• _Problem statement_
Please transcribe the data exactly, with nothing left out.

• • • •

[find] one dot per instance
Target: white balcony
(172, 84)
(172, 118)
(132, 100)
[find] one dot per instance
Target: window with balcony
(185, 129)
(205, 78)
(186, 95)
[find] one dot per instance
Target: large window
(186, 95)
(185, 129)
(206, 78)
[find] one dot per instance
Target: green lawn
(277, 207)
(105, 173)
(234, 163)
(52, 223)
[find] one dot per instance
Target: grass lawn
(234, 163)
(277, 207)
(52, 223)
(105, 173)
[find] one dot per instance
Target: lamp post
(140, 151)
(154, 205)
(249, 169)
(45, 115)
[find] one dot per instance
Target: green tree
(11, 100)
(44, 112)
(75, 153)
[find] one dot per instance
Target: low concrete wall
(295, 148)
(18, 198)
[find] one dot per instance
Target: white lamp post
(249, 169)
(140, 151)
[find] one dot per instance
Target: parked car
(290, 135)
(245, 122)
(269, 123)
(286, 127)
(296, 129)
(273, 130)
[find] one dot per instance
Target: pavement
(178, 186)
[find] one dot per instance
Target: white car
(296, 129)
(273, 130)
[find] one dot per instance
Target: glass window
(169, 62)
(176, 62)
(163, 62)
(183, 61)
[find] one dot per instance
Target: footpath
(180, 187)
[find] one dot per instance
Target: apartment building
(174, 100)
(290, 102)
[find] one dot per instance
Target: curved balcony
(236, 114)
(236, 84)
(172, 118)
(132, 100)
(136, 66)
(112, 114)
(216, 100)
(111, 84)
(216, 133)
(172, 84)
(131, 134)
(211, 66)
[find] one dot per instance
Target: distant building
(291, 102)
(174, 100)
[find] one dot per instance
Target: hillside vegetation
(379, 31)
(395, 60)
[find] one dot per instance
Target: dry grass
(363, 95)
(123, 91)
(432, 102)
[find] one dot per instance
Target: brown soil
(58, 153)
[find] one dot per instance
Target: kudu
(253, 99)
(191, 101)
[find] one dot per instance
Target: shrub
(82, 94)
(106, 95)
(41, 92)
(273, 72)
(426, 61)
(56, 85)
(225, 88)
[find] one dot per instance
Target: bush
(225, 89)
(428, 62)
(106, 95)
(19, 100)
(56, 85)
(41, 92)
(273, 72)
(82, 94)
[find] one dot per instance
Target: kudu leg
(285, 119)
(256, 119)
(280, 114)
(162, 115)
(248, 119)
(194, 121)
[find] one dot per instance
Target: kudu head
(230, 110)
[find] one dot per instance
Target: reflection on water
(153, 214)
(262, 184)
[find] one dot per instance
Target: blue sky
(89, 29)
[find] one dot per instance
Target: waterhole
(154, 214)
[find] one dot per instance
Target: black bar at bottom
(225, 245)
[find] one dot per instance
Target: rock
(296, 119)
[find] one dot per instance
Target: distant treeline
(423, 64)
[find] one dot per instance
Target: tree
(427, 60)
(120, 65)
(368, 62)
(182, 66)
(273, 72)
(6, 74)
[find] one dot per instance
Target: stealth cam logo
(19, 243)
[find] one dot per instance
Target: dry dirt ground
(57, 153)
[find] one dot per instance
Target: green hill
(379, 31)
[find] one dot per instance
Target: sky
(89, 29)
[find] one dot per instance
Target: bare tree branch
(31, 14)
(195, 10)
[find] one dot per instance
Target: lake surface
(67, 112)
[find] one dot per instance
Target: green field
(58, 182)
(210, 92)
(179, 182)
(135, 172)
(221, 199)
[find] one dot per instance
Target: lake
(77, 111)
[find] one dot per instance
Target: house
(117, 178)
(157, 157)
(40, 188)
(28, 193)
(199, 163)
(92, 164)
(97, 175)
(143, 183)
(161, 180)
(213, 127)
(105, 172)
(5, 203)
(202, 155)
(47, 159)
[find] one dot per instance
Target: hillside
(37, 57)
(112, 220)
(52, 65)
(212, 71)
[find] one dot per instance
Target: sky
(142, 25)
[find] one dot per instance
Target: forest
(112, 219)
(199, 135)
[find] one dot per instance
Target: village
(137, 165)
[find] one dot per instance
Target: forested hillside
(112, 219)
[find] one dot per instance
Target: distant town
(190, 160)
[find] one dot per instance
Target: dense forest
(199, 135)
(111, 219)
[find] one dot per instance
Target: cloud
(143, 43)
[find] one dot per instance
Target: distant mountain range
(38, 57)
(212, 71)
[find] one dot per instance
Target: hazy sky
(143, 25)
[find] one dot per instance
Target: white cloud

• • • •

• _Solved problem_
[find] one dot per instance
Target: white balcony
(172, 84)
(172, 118)
(132, 100)
[find] one dot per instance
Target: window with balcony
(185, 129)
(205, 78)
(186, 95)
[find] one dot per instance
Target: large window
(186, 95)
(185, 129)
(206, 78)
[find] one dot per instance
Target: green lawn
(277, 207)
(105, 173)
(234, 163)
(52, 223)
[find] one dot per instance
Target: grass lawn
(234, 163)
(277, 207)
(52, 223)
(105, 173)
[find] one dot per instance
Target: lamp post
(140, 151)
(154, 205)
(249, 169)
(45, 115)
[find] one dot per instance
Target: green tree
(11, 100)
(44, 112)
(75, 153)
[find] one dot per instance
Target: low concrete wall
(295, 148)
(18, 198)
[find] one dot per instance
Target: white lamp post
(249, 169)
(140, 151)
[find] one dot per instance
Target: parked car
(290, 135)
(245, 122)
(269, 123)
(286, 127)
(296, 129)
(273, 130)
[find] one dot per instance
Target: pavement
(178, 186)
[find] one dot per instance
Target: white car
(296, 129)
(273, 130)
[find] one dot per instance
Target: glass window
(169, 62)
(176, 62)
(163, 62)
(183, 61)
[find] one dot per instance
Target: footpath
(180, 187)
[find] one dot per instance
Target: apartment building
(174, 100)
(290, 102)
[find] one dot per instance
Target: curved balcony
(236, 114)
(236, 84)
(172, 118)
(132, 100)
(136, 66)
(112, 114)
(216, 100)
(111, 84)
(216, 133)
(172, 84)
(131, 134)
(211, 66)
[find] one dot per instance
Target: distant building
(291, 102)
(174, 100)
[find] one dot per instance
Target: hillside vegetation
(379, 31)
(395, 60)
[find] one dot per instance
Target: dry grass
(363, 95)
(123, 91)
(432, 102)
[find] one dot per instance
Target: brown soil
(58, 153)
[find] one dot per instance
Target: kudu
(253, 99)
(191, 101)
[find] one dot per instance
Target: shrub
(82, 94)
(106, 95)
(41, 92)
(273, 72)
(426, 61)
(56, 85)
(225, 88)
[find] one dot per instance
Target: bush
(225, 89)
(428, 62)
(106, 95)
(19, 100)
(56, 85)
(41, 92)
(273, 72)
(82, 94)
[find] one dot per instance
Target: kudu leg
(285, 119)
(256, 119)
(280, 114)
(162, 115)
(248, 119)
(194, 121)
[find] one dot per instance
Target: kudu head
(230, 110)
[find] one dot per instance
Target: reflection on water
(153, 214)
(262, 184)
[find] one dot per instance
Target: blue sky
(89, 29)
[find] one dot per instance
Target: waterhole
(154, 214)
[find] one dot per instance
Target: black bar at bottom
(225, 245)
[find] one dot per instance
Target: rock
(296, 119)
[find] one dot per instance
Target: distant treeline
(423, 64)
[find] one dot per instance
Target: tree
(427, 60)
(120, 65)
(368, 62)
(182, 66)
(273, 72)
(6, 74)
[find] one dot per instance
Target: stealth cam logo
(19, 243)
[find] one dot per instance
Target: dry dirt ground
(57, 153)
[find] one dot per instance
Target: green hill
(379, 31)
[find] one dot per instance
Target: sky
(89, 29)
[find] one dot per instance
Target: bare tree branch
(31, 14)
(195, 10)
[find] one dot per instance
Target: lake surface
(67, 112)
[find] one dot per instance
Target: green field
(58, 182)
(210, 92)
(179, 182)
(135, 172)
(221, 199)
[find] one dot per instance
Target: lake
(77, 111)
[find] one dot per instance
Target: house
(117, 178)
(157, 157)
(40, 188)
(28, 193)
(199, 163)
(92, 164)
(97, 175)
(143, 183)
(161, 180)
(213, 127)
(105, 172)
(5, 203)
(202, 155)
(47, 159)
[find] one dot per instance
Target: hillside
(37, 57)
(112, 220)
(52, 65)
(212, 71)
[find] one dot per instance
Target: sky
(142, 25)
[find] one dot per instance
Target: forest
(112, 219)
(199, 135)
[find] one dot per instance
Target: village
(137, 165)
[find] one dot per instance
Target: forested hillside
(112, 219)
[find] one dot per instance
Target: distant town
(190, 160)
[find] one dot per instance
Target: dense forest
(199, 135)
(111, 219)
[find] one dot per instance
Target: cloud
(143, 43)
[find] one dot per instance
Target: distant mountain range
(38, 57)
(212, 71)
[find] one dot per instance
Target: hazy sky
(143, 25)
[find] one dot per instance
Target: white cloud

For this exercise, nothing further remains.